- **Excerto do texto**:
·····

Em Évora, com os olhos no Orçamento do Estado. De 2020 e dos próximos anos, porque os problemas do distrito alentejano assim como os do país são “estruturais” e precisam de dinheiro, trabalho, empenho e vontade política. É esta a postura dos deputados do PCP, que nesta quinta e sexta-feiras fazem as primeiras jornadas parlamentares da legislatura em Évora, distrito que há 12 anos não recebia este evento dos comunistas.

Para o PCP, está tudo ali: a falta de investimento público nos transportes (ferrovia e rodovia), nos hospitais, nas escolas, nas forças de segurança e protecção civil; a desertificação das aldeias, os idosos que ficam sozinhos, a falta de apoios para as jovens famílias; a agricultura cada vez mais virada para o olival e amendoal intensivos, que sugam a água do Alqueva que ainda não chega em condições ao abastecimento público, e a indústria da pedra abandonada.

A pouco mais de uma semana da proposta do Governo para o OE2020 entrar na Assembleia da República, o líder parlamentar do PCP recusa fazer “prognósticos antes do fim do jogo”. Segue o discurso de Jerónimo de Sousa: “Agiremos com total independência e liberdade, como nos últimos anos”, responde, quando se lhe pergunta se o partido está agora mais à vontade.

Se com a “geringonça” o PS precisava dos votos favoráveis de BE e PCP, agora só precisa de um deles – ou da abstenção dos dois. Abstenção foi um sentido de voto que o PCP nunca usou em orçamentos, lembra João Oliveira, que garante que o sentido de voto dos bloquistas não irá “nunca” condicionar o seu.

·····

Registos extraídos:
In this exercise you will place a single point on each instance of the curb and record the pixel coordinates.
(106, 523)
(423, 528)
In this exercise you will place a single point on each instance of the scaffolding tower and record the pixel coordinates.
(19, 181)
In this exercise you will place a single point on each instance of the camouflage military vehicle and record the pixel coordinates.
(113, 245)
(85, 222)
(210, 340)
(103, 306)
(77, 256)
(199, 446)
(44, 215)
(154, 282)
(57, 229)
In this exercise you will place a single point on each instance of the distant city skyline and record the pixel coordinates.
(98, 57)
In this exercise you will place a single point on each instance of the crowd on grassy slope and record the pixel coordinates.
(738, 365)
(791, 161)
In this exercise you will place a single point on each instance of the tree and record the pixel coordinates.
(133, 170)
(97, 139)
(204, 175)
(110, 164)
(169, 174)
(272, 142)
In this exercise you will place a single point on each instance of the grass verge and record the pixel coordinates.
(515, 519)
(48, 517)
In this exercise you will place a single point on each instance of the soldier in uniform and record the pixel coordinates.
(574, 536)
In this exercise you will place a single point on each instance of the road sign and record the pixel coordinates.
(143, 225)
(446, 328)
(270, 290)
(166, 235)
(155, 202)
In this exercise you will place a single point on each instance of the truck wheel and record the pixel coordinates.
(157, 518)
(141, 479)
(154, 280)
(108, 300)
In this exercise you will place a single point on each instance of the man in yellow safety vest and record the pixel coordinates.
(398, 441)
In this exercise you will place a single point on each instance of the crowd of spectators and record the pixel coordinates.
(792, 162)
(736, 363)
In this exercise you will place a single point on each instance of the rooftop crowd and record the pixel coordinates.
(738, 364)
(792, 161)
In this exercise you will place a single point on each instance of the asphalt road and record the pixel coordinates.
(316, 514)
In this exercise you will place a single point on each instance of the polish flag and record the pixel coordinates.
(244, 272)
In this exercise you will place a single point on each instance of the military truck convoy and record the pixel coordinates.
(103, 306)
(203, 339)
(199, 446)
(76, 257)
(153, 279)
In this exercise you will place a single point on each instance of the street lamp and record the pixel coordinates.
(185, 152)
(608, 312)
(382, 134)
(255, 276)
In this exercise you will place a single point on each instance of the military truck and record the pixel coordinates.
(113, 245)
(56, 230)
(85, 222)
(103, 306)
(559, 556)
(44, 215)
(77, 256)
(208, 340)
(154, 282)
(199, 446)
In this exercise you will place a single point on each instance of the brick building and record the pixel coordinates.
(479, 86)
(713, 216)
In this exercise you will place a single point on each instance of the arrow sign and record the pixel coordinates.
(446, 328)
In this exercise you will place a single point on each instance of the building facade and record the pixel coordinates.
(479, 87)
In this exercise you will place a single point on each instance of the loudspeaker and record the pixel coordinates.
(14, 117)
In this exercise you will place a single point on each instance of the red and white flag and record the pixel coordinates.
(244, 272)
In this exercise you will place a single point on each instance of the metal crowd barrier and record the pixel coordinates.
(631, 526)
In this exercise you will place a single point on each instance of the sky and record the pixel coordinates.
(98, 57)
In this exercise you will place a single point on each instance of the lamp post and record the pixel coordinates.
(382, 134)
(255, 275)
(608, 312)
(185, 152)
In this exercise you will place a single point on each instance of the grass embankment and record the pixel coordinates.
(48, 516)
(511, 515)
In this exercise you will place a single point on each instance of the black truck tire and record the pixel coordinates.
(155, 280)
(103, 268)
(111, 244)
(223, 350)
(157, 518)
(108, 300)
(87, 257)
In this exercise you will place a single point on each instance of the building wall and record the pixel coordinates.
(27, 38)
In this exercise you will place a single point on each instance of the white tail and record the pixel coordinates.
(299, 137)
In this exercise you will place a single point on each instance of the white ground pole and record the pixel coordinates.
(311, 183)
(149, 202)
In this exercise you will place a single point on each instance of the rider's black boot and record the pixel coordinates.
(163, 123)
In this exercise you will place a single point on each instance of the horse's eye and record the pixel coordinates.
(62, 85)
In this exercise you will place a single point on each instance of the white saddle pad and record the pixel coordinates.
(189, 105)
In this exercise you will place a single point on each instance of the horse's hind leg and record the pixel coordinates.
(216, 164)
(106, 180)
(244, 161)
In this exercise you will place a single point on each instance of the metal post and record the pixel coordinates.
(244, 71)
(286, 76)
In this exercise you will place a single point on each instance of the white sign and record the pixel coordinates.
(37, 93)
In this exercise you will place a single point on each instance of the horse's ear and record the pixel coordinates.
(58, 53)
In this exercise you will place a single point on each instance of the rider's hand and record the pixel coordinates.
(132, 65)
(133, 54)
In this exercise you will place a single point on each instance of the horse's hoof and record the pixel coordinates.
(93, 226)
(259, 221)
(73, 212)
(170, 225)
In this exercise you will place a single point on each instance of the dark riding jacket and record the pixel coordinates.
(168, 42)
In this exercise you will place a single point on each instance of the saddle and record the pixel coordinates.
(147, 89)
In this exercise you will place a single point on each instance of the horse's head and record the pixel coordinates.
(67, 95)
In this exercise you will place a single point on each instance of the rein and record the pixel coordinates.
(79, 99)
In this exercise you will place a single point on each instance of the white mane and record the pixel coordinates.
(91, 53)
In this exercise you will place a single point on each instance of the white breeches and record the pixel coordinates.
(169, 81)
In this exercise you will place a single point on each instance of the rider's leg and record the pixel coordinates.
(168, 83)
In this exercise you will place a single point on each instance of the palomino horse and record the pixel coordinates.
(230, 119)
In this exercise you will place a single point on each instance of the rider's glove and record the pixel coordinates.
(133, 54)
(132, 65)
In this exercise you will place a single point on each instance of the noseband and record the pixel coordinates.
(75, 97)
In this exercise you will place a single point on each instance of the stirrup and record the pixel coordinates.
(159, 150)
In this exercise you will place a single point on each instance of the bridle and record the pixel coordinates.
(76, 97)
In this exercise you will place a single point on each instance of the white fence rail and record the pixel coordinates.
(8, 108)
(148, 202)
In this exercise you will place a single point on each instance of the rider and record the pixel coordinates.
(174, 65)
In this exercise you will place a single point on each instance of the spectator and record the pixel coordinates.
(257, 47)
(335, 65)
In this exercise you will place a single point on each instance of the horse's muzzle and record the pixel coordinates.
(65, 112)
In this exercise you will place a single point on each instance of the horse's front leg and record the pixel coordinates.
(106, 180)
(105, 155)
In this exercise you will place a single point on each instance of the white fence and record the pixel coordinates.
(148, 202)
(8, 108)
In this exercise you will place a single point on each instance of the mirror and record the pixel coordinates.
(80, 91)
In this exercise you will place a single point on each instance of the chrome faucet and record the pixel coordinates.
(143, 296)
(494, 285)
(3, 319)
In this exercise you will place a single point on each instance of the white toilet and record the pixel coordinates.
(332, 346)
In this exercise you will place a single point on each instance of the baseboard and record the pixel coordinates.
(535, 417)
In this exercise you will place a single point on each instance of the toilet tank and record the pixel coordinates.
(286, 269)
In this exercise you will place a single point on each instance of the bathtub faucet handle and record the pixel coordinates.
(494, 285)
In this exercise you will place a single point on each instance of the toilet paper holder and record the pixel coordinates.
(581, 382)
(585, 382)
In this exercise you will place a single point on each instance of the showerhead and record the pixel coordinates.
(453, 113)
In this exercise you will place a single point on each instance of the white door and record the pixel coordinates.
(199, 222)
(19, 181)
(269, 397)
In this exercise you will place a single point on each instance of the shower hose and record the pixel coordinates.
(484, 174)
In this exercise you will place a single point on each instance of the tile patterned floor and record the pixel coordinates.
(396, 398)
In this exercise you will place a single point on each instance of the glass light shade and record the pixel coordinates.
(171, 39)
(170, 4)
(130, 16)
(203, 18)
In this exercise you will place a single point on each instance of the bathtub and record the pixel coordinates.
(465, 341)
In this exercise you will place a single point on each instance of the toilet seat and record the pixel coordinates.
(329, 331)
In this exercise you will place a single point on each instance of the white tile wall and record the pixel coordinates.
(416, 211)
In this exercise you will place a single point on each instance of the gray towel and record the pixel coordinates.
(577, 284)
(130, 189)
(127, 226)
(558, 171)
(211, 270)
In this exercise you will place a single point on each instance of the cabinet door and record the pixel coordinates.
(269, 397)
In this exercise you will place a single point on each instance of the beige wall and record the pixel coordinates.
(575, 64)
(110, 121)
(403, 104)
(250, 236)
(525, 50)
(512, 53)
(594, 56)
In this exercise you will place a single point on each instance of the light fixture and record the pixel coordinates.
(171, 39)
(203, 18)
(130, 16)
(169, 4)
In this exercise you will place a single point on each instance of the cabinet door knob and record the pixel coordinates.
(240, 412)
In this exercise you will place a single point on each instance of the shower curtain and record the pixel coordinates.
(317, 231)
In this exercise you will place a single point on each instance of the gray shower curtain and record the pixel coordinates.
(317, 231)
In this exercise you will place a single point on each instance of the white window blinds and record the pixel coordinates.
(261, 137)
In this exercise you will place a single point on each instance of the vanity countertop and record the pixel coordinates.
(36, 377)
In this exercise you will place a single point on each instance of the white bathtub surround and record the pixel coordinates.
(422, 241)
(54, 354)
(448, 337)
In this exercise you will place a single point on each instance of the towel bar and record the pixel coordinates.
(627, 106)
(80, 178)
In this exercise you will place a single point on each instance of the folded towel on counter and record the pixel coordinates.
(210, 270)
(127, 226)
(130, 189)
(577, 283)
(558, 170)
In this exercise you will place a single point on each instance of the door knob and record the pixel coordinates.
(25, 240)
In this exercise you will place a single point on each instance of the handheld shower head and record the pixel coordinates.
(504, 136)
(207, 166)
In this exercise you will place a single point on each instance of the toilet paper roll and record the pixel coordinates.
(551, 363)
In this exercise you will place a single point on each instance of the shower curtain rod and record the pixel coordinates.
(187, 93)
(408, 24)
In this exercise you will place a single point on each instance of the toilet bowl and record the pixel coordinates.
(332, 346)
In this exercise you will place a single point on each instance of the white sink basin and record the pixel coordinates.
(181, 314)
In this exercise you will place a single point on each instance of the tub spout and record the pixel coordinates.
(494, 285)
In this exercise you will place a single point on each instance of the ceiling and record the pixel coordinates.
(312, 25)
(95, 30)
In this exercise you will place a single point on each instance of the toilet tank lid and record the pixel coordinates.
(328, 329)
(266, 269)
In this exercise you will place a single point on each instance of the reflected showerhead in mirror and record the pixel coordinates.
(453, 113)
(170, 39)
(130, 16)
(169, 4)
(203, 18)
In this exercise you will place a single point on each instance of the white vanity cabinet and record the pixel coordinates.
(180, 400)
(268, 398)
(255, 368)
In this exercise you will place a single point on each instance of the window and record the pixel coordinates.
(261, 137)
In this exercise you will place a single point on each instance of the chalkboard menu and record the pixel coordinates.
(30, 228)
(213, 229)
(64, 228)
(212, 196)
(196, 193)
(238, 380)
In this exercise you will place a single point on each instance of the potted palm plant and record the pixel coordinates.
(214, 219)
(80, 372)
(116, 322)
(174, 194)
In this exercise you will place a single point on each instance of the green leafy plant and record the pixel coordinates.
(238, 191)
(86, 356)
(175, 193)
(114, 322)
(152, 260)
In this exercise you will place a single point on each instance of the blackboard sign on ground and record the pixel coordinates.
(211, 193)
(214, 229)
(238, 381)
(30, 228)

·····

- **Exercícios**:
1. Segundo o excerto sobre as jornadas do PCP, há quantos anos o distrito de Évora não recebia este evento dos comunistas?
2. Extraia do excerto sobre as jornadas do PCP o trecho entre "A pouco mais" e "condicionar o seu.", inclusive.
3. Enumere todos os partidos políticos mencionados no excerto sobre as jornadas do PCP.

- **Respostas por tarefa**:
1. Há 12 anos.

2.
A pouco mais de uma semana da proposta do Governo para o OE2020 entrar na Assembleia da República, o líder parlamentar do PCP recusa fazer “prognósticos antes do fim do jogo”. Segue o discurso de Jerónimo de Sousa: “Agiremos com total independência e liberdade, como nos últimos anos”, responde, quando se lhe pergunta se o partido está agora mais à vontade.

Se com a “geringonça” o PS precisava dos votos favoráveis de BE e PCP, agora só precisa de um deles – ou da abstenção dos dois. Abstenção foi um sentido de voto que o PCP nunca usou em orçamentos, lembra João Oliveira, que garante que o sentido de voto dos bloquistas não irá “nunca” condicionar o seu.

3. PCP, PS, BE